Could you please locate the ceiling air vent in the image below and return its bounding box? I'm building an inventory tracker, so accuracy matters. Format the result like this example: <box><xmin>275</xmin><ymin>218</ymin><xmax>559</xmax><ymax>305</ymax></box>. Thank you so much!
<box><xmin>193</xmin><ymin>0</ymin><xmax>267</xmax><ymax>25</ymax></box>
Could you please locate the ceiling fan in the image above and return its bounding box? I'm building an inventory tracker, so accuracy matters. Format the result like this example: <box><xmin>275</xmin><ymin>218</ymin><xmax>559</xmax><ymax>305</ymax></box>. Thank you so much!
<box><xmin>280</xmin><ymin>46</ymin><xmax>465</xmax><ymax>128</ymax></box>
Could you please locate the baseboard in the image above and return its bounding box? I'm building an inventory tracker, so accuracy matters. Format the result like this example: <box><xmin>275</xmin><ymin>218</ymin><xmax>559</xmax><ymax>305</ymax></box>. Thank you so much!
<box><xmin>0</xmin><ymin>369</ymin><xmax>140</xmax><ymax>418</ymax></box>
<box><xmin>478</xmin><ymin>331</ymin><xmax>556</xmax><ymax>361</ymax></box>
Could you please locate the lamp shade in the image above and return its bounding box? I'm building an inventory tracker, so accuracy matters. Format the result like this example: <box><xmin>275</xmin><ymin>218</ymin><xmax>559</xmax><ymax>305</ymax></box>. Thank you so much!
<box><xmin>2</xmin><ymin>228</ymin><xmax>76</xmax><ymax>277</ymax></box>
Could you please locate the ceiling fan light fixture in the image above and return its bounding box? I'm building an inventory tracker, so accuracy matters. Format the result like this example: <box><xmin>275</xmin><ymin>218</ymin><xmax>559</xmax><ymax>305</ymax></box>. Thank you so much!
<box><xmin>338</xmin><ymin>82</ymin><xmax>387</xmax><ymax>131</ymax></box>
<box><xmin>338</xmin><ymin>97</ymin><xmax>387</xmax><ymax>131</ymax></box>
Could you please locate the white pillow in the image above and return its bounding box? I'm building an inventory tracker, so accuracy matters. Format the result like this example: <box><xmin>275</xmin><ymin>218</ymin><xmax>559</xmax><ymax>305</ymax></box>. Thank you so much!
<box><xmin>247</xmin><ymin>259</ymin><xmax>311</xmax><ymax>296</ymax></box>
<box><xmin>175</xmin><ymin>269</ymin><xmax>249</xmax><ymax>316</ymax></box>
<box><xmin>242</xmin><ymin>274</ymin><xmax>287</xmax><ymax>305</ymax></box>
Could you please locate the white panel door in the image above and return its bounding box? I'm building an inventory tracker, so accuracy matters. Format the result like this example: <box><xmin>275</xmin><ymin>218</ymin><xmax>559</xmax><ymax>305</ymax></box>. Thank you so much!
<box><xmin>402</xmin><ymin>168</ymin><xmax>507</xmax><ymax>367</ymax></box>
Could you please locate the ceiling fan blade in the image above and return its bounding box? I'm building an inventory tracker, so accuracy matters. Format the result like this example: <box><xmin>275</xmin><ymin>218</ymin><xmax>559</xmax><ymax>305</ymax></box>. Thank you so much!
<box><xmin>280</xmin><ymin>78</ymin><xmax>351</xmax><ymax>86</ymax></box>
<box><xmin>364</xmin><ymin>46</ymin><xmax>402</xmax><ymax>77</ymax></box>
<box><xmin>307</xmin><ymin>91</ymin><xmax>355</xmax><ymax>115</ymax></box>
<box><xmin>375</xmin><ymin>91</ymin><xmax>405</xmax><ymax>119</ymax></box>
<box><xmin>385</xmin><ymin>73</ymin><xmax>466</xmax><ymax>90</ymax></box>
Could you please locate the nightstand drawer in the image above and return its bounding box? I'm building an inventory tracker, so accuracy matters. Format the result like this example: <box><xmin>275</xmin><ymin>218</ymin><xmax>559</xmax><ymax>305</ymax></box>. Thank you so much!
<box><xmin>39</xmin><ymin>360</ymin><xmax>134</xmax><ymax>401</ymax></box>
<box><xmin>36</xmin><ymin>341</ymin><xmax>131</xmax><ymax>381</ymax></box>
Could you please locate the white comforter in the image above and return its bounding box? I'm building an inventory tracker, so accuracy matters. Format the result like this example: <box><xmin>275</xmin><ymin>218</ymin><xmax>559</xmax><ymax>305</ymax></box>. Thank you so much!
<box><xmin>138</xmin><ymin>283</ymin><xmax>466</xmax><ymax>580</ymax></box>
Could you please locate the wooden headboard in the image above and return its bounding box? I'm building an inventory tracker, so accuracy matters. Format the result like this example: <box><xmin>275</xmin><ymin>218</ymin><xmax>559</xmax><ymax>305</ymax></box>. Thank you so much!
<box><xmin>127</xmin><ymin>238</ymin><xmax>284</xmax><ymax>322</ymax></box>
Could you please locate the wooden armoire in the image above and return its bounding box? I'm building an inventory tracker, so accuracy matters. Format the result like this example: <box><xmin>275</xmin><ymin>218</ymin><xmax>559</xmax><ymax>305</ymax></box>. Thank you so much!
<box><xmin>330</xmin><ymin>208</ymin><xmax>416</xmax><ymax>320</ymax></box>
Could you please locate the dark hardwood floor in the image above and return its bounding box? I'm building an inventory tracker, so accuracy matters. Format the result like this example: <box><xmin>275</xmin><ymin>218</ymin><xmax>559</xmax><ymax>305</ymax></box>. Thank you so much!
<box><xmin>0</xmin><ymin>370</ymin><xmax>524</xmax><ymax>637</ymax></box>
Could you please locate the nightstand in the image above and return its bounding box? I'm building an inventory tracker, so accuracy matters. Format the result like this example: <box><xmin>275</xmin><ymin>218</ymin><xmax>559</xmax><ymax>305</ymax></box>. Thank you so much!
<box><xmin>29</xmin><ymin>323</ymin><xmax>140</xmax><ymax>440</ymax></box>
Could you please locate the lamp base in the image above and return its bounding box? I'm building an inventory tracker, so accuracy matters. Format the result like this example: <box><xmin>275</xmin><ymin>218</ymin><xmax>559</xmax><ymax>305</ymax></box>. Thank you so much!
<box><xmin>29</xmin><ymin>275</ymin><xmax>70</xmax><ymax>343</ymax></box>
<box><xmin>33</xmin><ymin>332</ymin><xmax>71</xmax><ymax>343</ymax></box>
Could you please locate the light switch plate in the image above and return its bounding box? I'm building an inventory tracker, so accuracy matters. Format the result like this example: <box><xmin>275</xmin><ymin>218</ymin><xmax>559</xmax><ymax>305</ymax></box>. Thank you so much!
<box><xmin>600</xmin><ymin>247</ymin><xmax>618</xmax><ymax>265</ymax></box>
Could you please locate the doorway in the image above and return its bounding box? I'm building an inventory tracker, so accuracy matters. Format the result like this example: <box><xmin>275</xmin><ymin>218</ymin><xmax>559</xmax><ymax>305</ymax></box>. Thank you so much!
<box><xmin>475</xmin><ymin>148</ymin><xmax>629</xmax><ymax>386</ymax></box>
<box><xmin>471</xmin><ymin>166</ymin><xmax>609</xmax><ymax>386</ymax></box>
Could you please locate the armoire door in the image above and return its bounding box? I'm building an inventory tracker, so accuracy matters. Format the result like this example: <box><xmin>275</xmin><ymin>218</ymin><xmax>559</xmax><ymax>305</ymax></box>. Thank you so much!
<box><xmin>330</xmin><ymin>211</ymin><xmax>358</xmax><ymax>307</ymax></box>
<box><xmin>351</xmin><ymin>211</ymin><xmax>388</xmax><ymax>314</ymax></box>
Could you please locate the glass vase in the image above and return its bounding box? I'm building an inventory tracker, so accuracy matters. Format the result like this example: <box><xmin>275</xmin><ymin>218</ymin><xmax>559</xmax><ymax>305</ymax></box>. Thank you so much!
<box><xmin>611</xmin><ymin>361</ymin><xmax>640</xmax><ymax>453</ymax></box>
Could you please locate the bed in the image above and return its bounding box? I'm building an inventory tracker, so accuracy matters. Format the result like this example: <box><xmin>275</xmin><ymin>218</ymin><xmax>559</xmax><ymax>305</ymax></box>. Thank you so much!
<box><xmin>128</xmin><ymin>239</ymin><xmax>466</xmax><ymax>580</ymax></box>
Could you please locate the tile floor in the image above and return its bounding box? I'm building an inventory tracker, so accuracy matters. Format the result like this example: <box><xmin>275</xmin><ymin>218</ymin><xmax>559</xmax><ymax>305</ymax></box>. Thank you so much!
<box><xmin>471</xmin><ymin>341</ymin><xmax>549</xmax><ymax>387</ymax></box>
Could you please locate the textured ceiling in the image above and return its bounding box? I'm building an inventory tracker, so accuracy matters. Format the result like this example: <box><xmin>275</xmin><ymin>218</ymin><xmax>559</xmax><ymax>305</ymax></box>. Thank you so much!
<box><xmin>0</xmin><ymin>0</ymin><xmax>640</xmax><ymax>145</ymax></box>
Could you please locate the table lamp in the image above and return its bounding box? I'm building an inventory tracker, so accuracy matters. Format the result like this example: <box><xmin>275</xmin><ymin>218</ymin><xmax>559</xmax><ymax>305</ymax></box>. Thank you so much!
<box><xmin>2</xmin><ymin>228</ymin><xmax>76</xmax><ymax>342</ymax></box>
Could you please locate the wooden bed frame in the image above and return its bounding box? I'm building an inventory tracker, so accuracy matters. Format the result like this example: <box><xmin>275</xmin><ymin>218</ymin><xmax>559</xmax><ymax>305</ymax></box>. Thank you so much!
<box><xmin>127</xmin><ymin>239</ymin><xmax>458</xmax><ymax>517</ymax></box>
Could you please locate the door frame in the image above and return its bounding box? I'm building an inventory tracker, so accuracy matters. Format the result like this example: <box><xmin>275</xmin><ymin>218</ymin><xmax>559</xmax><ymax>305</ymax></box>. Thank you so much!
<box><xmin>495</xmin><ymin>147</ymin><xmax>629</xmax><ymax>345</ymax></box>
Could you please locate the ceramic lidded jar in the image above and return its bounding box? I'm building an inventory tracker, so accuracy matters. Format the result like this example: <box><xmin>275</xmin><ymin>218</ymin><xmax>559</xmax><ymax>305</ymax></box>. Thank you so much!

> **EXERCISE DESCRIPTION**:
Copy out every line above that contains the string "frame". A match must have the same capitalization.

> **SOLUTION TO THE EXERCISE**:
Could you please locate the wooden bed frame in the image above and return its bounding box? I'm building an inventory tracker, so accuracy matters. Format the result like this example: <box><xmin>275</xmin><ymin>218</ymin><xmax>559</xmax><ymax>305</ymax></box>. Thank you so much!
Could you please locate the door frame in the image above and return its bounding box? I'm building an inventory tracker, so accuracy matters. Format the result like this example: <box><xmin>275</xmin><ymin>218</ymin><xmax>559</xmax><ymax>305</ymax></box>. Thank you so much!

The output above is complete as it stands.